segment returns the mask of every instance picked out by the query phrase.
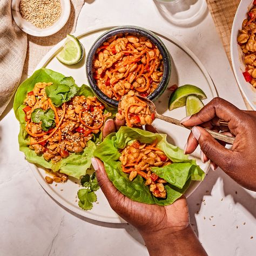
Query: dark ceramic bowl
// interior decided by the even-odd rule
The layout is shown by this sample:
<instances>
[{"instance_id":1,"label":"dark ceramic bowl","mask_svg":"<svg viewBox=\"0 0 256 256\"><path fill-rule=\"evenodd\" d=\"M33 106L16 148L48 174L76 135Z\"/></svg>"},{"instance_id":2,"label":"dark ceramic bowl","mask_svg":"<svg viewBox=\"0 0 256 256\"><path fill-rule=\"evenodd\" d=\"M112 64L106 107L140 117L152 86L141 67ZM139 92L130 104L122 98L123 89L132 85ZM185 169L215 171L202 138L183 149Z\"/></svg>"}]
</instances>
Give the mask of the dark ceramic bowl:
<instances>
[{"instance_id":1,"label":"dark ceramic bowl","mask_svg":"<svg viewBox=\"0 0 256 256\"><path fill-rule=\"evenodd\" d=\"M95 41L87 55L86 63L87 77L91 87L96 96L107 105L116 107L117 107L118 106L118 102L107 97L102 92L97 85L96 82L93 78L92 71L92 62L97 49L104 42L116 35L124 33L129 33L130 35L140 35L147 37L157 46L162 56L164 64L164 73L163 74L162 79L158 86L152 93L149 95L147 98L153 101L156 100L166 89L171 75L171 67L169 52L163 42L152 32L137 26L125 26L114 28L104 33Z\"/></svg>"}]
</instances>

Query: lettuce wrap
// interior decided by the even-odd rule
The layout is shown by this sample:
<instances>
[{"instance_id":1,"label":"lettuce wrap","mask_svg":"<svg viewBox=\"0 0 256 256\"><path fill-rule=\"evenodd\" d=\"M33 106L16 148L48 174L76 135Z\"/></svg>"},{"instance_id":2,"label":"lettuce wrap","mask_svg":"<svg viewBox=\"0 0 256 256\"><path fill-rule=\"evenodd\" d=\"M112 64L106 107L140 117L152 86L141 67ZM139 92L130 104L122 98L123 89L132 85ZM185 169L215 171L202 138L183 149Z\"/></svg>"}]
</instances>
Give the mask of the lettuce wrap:
<instances>
[{"instance_id":1,"label":"lettuce wrap","mask_svg":"<svg viewBox=\"0 0 256 256\"><path fill-rule=\"evenodd\" d=\"M39 165L44 168L51 169L53 171L59 171L70 176L79 179L85 175L86 170L91 166L91 159L92 153L96 148L95 142L92 140L87 143L87 146L80 153L73 153L66 158L63 158L56 164L52 164L44 159L43 156L38 156L34 150L29 147L29 136L25 129L26 122L25 113L23 109L26 106L24 101L27 93L32 91L35 84L38 82L52 82L59 86L61 81L65 77L50 69L42 68L35 71L29 78L24 81L19 86L15 95L14 103L14 110L15 116L20 123L20 130L18 135L19 150L25 154L26 160L30 163ZM77 87L76 95L84 95L85 97L94 96L91 89L85 85ZM94 136L95 141L99 141L97 138L99 135Z\"/></svg>"},{"instance_id":2,"label":"lettuce wrap","mask_svg":"<svg viewBox=\"0 0 256 256\"><path fill-rule=\"evenodd\" d=\"M117 132L109 134L97 146L93 156L103 161L109 178L123 194L140 203L168 205L184 193L191 180L203 180L205 173L197 165L195 160L189 159L181 149L169 143L166 136L137 128L122 126ZM119 160L121 156L119 150L132 144L134 140L151 144L156 139L158 141L156 147L163 150L173 162L162 167L151 168L153 172L167 181L165 185L167 196L164 199L154 197L149 187L145 185L145 180L142 177L137 176L130 181L129 174L122 171Z\"/></svg>"}]
</instances>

#### Exercise instructions:
The data above needs to be retyped exactly, with the images left out.

#### Answer for this exercise:
segment returns the mask of every instance picked out by the query phrase.
Query: dark ceramic bowl
// interior decided by the even-odd rule
The layout is shown by this sample:
<instances>
[{"instance_id":1,"label":"dark ceramic bowl","mask_svg":"<svg viewBox=\"0 0 256 256\"><path fill-rule=\"evenodd\" d=\"M33 106L16 148L48 174L76 135Z\"/></svg>"},{"instance_id":2,"label":"dark ceramic bowl","mask_svg":"<svg viewBox=\"0 0 256 256\"><path fill-rule=\"evenodd\" d=\"M112 64L106 107L140 117L152 86L141 67ZM139 92L130 104L122 98L123 89L132 85ZM185 169L215 171L202 138L183 149Z\"/></svg>"}]
</instances>
Give the mask of the dark ceramic bowl:
<instances>
[{"instance_id":1,"label":"dark ceramic bowl","mask_svg":"<svg viewBox=\"0 0 256 256\"><path fill-rule=\"evenodd\" d=\"M95 41L87 55L86 63L87 77L91 87L96 96L107 105L116 107L117 107L118 106L118 102L107 97L102 92L97 85L96 82L93 78L92 71L92 62L97 49L104 42L116 35L124 33L129 33L130 35L140 35L147 37L157 46L162 56L164 64L164 73L163 74L162 79L158 86L152 93L149 95L147 98L153 101L156 100L166 89L171 75L171 67L169 52L163 42L152 32L137 26L125 26L114 28L104 33Z\"/></svg>"}]
</instances>

Query: lettuce wrap
// interior decided by the even-odd rule
The layout is shown by this sample:
<instances>
[{"instance_id":1,"label":"lettuce wrap","mask_svg":"<svg viewBox=\"0 0 256 256\"><path fill-rule=\"evenodd\" d=\"M33 106L16 148L48 174L76 135Z\"/></svg>"},{"instance_id":2,"label":"lettuce wrap","mask_svg":"<svg viewBox=\"0 0 256 256\"><path fill-rule=\"evenodd\" d=\"M112 64L106 107L140 117L152 86L141 67ZM139 92L130 104L122 98L123 89L132 85ZM185 169L215 171L202 138L183 149Z\"/></svg>"}]
</instances>
Give the mask of the lettuce wrap:
<instances>
[{"instance_id":1,"label":"lettuce wrap","mask_svg":"<svg viewBox=\"0 0 256 256\"><path fill-rule=\"evenodd\" d=\"M39 165L44 168L51 169L53 171L59 171L70 176L79 179L85 175L86 170L91 166L91 159L92 153L96 148L95 142L92 140L87 143L87 146L80 153L73 153L66 158L63 158L56 164L52 164L44 159L43 156L38 156L34 150L29 147L29 136L25 129L26 122L25 113L23 109L26 106L24 101L27 93L32 91L35 84L38 82L52 82L59 86L61 81L65 77L50 69L42 68L35 71L29 78L24 81L19 86L15 95L14 103L14 110L15 116L20 123L20 130L18 135L19 150L25 154L26 160L30 163ZM77 87L76 95L84 95L85 97L94 96L91 89L85 85ZM94 136L95 141L99 141L97 138L99 135Z\"/></svg>"},{"instance_id":2,"label":"lettuce wrap","mask_svg":"<svg viewBox=\"0 0 256 256\"><path fill-rule=\"evenodd\" d=\"M117 132L109 134L97 146L93 156L103 161L109 178L123 194L140 203L168 205L184 193L191 180L203 180L205 173L197 165L195 160L189 159L181 149L169 143L166 136L137 128L122 126ZM119 160L121 156L119 150L132 144L134 140L151 144L156 139L158 141L156 147L163 150L173 162L162 167L151 168L153 172L167 181L165 185L167 196L164 199L154 197L149 187L145 185L145 180L142 177L137 176L130 181L129 174L122 171Z\"/></svg>"}]
</instances>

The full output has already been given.